__Written task__
Pick out every line of the data below that contains the word "green" and copy those lines. Case counts.

(Data items)
— Start —

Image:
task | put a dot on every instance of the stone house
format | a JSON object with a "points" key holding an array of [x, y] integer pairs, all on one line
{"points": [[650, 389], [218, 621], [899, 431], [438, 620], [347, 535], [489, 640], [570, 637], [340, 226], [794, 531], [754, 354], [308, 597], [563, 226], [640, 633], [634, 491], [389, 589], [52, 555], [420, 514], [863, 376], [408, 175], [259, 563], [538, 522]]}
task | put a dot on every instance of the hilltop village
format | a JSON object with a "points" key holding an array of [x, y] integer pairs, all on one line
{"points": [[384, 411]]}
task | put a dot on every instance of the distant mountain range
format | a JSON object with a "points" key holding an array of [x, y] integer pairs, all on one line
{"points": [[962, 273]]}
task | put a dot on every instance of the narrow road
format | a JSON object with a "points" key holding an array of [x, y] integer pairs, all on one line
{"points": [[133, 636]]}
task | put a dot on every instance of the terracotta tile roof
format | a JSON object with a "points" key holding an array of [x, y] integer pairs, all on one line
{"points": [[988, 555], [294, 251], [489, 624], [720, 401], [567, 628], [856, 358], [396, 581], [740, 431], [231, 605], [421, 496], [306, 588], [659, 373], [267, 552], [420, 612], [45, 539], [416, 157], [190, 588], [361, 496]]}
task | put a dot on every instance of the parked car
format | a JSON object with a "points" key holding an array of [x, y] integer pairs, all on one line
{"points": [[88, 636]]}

— End —
— Start —

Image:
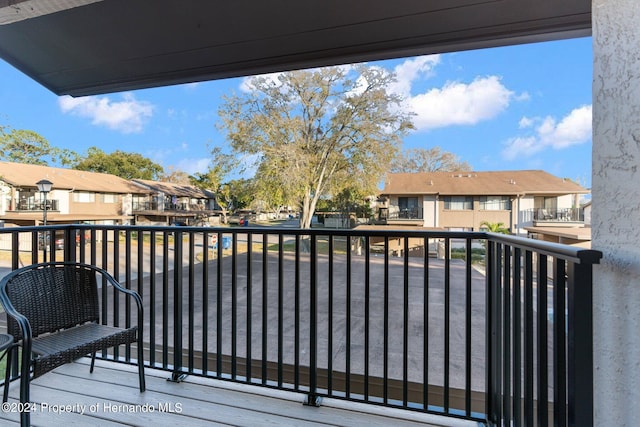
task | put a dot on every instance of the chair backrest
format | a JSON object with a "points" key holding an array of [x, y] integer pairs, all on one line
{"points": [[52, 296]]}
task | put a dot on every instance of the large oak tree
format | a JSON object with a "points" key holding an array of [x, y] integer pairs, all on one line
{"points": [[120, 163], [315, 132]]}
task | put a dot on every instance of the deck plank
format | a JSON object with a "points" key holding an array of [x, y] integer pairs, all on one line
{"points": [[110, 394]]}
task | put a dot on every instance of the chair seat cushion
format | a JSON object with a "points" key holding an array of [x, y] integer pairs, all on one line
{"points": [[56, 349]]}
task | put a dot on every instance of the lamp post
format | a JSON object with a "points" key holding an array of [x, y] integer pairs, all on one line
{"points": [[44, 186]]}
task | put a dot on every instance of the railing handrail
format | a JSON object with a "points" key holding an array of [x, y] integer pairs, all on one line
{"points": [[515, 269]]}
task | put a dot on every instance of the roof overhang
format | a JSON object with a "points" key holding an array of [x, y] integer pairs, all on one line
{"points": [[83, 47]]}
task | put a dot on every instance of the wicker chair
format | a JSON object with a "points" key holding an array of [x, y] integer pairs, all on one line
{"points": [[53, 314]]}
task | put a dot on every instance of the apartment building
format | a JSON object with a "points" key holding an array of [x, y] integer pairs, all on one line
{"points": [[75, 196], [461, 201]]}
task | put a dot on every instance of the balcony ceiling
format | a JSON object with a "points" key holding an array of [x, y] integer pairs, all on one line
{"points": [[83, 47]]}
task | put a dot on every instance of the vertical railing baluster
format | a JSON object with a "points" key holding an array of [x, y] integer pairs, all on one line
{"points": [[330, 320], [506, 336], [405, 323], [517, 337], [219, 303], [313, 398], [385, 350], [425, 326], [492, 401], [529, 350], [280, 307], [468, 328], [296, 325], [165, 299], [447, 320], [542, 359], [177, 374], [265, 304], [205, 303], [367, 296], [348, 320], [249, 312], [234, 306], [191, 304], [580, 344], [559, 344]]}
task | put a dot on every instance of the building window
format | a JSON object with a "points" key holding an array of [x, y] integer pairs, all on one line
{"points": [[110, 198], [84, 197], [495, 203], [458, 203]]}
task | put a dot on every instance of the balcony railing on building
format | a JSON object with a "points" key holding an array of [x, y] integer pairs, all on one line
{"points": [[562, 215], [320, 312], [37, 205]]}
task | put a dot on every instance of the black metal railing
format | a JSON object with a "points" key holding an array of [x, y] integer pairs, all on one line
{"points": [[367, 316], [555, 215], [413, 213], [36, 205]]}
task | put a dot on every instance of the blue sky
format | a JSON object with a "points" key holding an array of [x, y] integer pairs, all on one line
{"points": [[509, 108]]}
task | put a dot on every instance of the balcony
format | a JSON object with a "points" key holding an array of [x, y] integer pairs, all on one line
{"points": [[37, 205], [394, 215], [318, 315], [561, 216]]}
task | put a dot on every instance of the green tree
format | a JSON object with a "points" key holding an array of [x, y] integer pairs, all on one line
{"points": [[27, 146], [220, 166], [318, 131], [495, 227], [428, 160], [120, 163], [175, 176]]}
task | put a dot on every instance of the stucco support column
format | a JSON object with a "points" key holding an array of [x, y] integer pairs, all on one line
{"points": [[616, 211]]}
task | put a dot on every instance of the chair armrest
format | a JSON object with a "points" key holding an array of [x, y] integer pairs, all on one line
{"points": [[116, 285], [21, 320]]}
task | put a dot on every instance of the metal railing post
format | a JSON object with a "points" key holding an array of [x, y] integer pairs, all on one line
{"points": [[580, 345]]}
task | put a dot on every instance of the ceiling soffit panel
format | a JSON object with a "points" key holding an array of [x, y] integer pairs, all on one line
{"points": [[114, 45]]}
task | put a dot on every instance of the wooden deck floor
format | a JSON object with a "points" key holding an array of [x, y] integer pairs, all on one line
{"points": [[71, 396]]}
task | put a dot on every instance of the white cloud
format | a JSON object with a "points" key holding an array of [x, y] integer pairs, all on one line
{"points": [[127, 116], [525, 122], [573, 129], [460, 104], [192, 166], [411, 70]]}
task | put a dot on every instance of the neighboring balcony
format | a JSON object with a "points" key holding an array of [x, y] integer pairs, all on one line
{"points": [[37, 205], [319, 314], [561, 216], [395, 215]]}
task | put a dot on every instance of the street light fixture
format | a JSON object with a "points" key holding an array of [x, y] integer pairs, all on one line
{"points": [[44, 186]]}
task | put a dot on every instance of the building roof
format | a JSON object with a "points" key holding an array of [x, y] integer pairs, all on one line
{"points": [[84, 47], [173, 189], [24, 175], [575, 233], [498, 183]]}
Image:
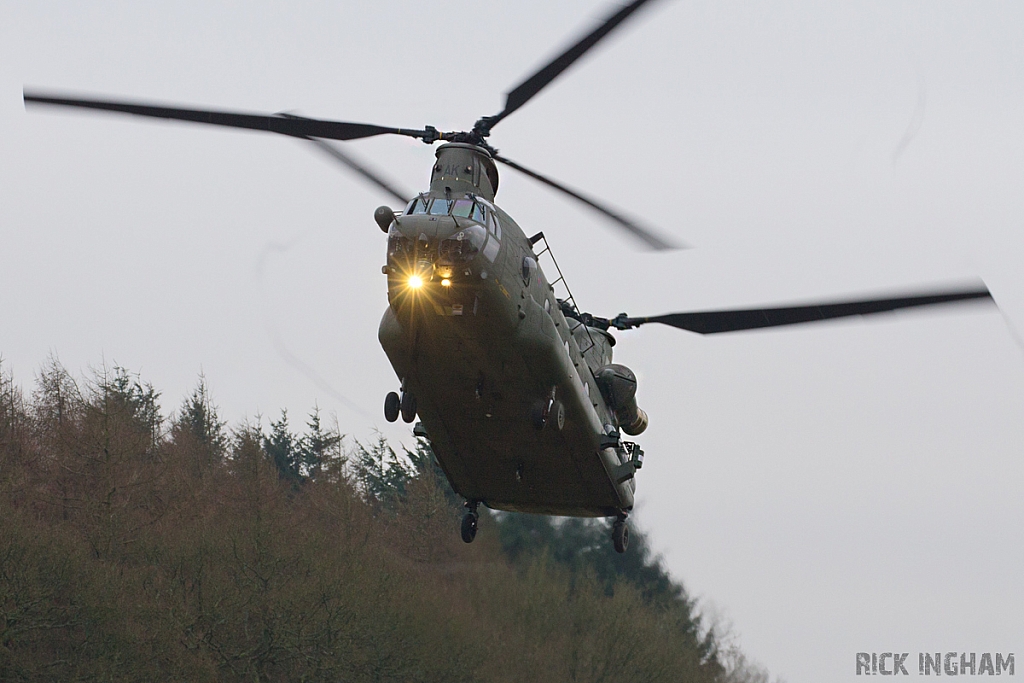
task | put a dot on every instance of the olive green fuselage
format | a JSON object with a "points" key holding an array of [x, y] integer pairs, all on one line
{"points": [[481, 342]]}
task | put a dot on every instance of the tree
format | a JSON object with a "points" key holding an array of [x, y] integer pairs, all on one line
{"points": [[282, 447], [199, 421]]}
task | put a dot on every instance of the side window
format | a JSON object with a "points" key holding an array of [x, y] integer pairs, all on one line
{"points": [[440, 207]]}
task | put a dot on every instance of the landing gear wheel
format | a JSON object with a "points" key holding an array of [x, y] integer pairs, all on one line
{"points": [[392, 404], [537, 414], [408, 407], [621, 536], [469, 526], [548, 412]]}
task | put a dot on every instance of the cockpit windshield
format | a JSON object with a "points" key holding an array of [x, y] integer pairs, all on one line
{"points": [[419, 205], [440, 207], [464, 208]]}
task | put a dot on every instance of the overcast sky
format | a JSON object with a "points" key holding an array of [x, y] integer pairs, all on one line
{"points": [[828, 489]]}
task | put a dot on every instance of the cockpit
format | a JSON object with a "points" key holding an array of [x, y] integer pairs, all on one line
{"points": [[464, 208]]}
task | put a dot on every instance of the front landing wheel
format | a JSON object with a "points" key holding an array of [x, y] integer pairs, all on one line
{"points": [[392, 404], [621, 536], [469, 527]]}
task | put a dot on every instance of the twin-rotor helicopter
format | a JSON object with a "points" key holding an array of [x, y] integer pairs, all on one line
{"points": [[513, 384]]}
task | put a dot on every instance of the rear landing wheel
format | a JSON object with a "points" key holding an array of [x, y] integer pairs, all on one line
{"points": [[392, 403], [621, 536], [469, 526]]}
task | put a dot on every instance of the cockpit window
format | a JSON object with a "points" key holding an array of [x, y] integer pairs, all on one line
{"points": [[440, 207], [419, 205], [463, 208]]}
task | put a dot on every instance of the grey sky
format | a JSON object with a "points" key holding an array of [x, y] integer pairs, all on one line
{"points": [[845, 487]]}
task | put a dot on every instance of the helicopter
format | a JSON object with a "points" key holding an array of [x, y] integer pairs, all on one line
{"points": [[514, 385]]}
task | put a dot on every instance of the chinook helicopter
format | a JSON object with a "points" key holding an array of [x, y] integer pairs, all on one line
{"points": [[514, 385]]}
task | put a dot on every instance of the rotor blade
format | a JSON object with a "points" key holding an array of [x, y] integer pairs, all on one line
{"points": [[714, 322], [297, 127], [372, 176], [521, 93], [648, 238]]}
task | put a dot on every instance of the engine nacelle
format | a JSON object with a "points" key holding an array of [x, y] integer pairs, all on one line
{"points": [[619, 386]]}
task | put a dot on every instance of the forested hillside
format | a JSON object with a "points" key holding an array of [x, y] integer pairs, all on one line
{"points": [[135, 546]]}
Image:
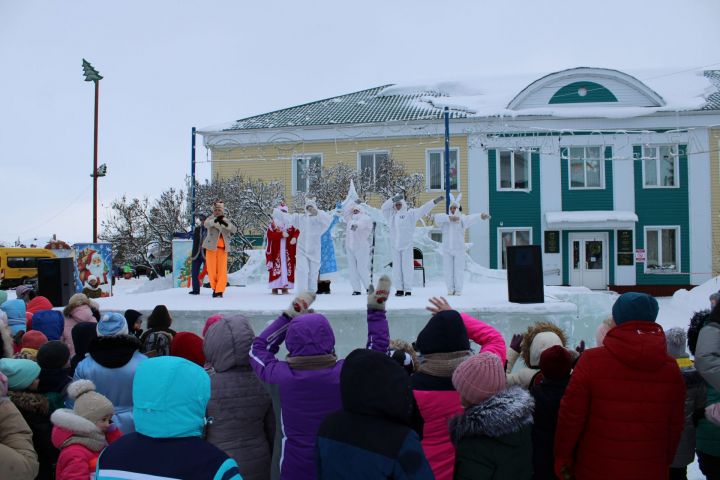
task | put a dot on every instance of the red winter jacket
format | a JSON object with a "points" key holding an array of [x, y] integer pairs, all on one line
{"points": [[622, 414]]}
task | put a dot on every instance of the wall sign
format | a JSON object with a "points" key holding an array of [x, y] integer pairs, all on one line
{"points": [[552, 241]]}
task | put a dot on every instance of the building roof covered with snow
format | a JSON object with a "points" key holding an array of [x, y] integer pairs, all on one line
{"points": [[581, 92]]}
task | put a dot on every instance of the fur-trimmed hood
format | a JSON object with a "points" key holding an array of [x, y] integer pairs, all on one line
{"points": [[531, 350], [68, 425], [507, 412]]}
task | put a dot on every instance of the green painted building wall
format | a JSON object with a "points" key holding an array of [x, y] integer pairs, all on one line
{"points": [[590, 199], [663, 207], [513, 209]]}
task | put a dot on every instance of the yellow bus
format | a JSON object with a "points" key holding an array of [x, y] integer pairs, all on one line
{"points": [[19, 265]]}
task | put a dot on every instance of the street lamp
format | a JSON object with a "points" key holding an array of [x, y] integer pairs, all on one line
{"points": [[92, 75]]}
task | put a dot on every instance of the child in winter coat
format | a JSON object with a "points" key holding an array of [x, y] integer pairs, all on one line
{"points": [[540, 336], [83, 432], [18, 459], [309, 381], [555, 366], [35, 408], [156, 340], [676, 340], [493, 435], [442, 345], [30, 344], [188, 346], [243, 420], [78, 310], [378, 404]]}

— End —
— Start —

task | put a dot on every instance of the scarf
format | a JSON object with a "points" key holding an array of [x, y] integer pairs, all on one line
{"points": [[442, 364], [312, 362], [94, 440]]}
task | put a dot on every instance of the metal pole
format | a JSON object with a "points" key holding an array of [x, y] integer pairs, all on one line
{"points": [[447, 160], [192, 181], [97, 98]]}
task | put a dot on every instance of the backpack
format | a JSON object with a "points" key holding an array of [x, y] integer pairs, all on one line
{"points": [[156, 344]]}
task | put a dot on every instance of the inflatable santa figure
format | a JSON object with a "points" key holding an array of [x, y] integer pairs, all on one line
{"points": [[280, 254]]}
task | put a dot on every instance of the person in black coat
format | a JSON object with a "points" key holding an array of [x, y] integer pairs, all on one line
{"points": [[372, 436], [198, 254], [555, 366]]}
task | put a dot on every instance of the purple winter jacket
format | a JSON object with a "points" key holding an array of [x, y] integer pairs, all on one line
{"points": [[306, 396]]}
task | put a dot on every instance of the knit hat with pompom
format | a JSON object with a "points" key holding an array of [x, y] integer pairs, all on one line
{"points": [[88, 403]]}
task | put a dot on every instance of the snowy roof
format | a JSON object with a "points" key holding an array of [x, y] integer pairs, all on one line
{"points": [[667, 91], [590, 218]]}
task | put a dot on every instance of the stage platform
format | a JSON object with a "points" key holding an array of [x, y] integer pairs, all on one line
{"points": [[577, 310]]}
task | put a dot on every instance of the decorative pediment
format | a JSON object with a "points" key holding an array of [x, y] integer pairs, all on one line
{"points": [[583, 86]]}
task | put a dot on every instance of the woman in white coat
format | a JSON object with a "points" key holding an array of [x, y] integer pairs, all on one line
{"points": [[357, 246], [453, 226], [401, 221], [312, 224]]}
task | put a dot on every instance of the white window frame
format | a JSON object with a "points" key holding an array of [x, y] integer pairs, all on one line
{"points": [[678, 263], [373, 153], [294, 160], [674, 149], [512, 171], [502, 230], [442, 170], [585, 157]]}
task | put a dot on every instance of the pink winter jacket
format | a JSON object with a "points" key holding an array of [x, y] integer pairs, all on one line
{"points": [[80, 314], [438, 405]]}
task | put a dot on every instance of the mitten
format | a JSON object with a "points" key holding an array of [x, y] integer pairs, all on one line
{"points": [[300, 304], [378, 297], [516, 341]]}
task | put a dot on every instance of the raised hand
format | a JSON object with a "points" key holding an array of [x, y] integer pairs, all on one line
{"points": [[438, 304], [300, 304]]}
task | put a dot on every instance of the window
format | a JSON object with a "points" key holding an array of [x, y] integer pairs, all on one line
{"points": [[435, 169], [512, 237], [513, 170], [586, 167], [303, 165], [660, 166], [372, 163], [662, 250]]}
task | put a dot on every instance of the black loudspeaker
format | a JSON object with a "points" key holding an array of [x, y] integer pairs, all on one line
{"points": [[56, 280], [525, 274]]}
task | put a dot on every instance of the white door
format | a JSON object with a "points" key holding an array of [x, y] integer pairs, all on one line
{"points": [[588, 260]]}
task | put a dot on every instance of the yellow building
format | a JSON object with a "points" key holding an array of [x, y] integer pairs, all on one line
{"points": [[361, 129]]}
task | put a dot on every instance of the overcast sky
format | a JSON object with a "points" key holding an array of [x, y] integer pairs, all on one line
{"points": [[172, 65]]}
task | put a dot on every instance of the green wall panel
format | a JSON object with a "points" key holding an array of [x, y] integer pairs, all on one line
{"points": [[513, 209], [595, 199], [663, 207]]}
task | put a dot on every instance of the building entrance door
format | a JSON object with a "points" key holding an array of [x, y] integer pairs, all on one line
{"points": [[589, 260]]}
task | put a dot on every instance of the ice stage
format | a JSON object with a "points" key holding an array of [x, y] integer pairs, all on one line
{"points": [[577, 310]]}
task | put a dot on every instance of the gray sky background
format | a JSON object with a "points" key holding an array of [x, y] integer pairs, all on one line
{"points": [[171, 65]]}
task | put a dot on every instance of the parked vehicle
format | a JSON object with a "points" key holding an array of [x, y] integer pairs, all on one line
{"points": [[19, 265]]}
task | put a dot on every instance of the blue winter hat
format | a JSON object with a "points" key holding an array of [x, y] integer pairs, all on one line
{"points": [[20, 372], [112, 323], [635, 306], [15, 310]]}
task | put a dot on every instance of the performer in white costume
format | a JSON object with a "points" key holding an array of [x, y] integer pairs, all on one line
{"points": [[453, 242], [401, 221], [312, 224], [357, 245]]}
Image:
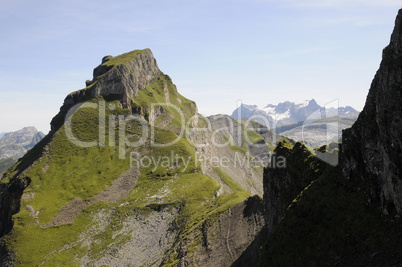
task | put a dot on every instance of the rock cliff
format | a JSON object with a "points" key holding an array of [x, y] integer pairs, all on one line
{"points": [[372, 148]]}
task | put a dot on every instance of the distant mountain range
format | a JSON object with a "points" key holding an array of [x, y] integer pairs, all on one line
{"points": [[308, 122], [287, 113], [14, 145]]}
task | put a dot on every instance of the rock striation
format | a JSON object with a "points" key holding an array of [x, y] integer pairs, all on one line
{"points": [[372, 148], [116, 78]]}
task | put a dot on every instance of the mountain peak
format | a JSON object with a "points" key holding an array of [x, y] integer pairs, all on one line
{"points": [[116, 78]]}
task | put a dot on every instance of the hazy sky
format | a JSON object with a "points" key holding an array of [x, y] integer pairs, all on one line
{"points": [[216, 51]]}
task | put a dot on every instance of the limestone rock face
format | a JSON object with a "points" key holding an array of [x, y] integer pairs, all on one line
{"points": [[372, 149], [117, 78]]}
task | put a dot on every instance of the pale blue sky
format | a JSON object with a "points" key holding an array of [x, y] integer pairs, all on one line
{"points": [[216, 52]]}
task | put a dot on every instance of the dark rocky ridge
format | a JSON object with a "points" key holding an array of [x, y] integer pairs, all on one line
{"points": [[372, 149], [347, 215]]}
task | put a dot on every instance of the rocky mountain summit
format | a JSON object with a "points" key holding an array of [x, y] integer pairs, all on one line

— End —

__Output__
task | put a dot on every instance of the green tree
task | put a dot on every instance of the olive green fuselage
task | put a dot on every instance of the green painted building wall
task | put a dot on every instance of the green wall panel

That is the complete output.